» **Actions to take**:
1) In the article about the Taiwan arms sale, how many M109 self-propelled howitzers does the proposed deal include?
2) Which people does the article on the Taiwan arms sale name, counting its byline? List every one.
3) Continue the article on the Taiwan arms sale from the point where it stops.
Start of Excerpt to read
Tyler Durden's Photo
by Tyler Durden
Wednesday, Aug 04, 2021 - 11:20 PM

After a series of US-backed arms sales packages to Taiwan during Trump's last year in office, severely ratcheting tensions to where they are now, President Biden's administration on Wednesday approved its first arms sale to the island claimed by China

Bloomberg is describing the potential $750 million deal as including 40 new M109 self-propelled howitzers, essentially a highly maneuverable tank-like military vehicle with a giant gun, and some 1,700 kits designed to convert projectiles into more precise GPS-guided munitions.

M109A6, Wiki Commons

The contract by BAE Systems must first pass through congressional review, which is expected, and while it's not a large number for a foreign country sale at less than one billion dollars in weaponry, the symbolism is huge and will be seen as a provocation surely to be loudly denounced by China.

The howitzer and kit conversion sale is seen as geared toward improving the Taiwanese army's ability to repel a potential Chinese land invasion, based on similar equipment that the US Army currently possess.

According to commentary featured in Bloomberg by the influential US-Taiwan Business Council:

The proposal "serves as a timely reminder of the close national security partnership between the United States and Taiwan," as China is now violating Taiwan’s air defense identification zone "on a near-daily basis," said Rupert J. Hammond-Chambers, president of the U.S.-Taiwan Business Council. "We also hope to see additional offers from the Biden administration of new capabilities to Taiwan to both help expand its current military posture and to continue improving its multilayered self-defense capacity."
End of Excerpt to read
Start of Records supplied
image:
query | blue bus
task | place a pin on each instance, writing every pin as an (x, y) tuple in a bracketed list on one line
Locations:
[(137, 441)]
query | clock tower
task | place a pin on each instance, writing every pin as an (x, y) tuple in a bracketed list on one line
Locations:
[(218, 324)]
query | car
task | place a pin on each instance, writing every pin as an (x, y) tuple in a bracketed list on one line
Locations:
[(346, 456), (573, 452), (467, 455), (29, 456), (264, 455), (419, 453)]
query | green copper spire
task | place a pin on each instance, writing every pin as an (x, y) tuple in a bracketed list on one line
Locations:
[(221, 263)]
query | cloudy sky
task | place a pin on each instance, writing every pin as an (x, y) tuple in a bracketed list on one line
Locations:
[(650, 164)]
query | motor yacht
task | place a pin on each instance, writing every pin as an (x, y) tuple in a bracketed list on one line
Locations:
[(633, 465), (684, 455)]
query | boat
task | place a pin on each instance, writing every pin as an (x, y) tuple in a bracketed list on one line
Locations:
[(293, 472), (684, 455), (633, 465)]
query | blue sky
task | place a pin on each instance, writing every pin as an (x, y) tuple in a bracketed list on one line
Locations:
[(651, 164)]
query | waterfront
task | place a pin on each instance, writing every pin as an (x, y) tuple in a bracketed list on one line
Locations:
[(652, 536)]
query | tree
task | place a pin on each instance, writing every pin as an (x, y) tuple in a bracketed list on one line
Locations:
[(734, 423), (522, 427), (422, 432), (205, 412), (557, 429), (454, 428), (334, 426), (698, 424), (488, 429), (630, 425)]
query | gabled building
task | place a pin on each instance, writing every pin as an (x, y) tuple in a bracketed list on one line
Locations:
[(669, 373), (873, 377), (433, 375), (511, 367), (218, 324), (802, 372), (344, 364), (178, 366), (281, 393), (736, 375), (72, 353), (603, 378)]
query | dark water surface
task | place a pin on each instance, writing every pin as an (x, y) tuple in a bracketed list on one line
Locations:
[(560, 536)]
End of Records supplied
» **Response list**:
1) 40

2) Tyler Durden, Trump, Biden, Rupert J. Hammond-Chambers

3)
Indeed those PLA aerial incursions have only grown during the Biden administration, in part to 'answer' the Biden Pentagon's own monthly warship sail-throughs of the contested Taiwan Strait.

Taiwan is seeking a strategy dubbed as establishing "fortress Taiwan" - building up enough advanced weaponry to blunt a direct Chinese assault - at least until bigger allies could be called in. Last year after the Trump administration pushed forward an unprecedented seven major weapons systems sales to the democratic island, the South China Morning Post recently had warned of China's 'red lines': "Unlike other areas of territorial contention, such as in the South China Sea, analysts say Beijing will show no flexibility on this issue and has not ruled out force to reunify Taiwan with the mainland," it said at the time.

Beijing considers US weapons sales a flagrant violation of the longstanding 'One China' policy and has in the recent past charged Washington with intentionally destabilizing the region.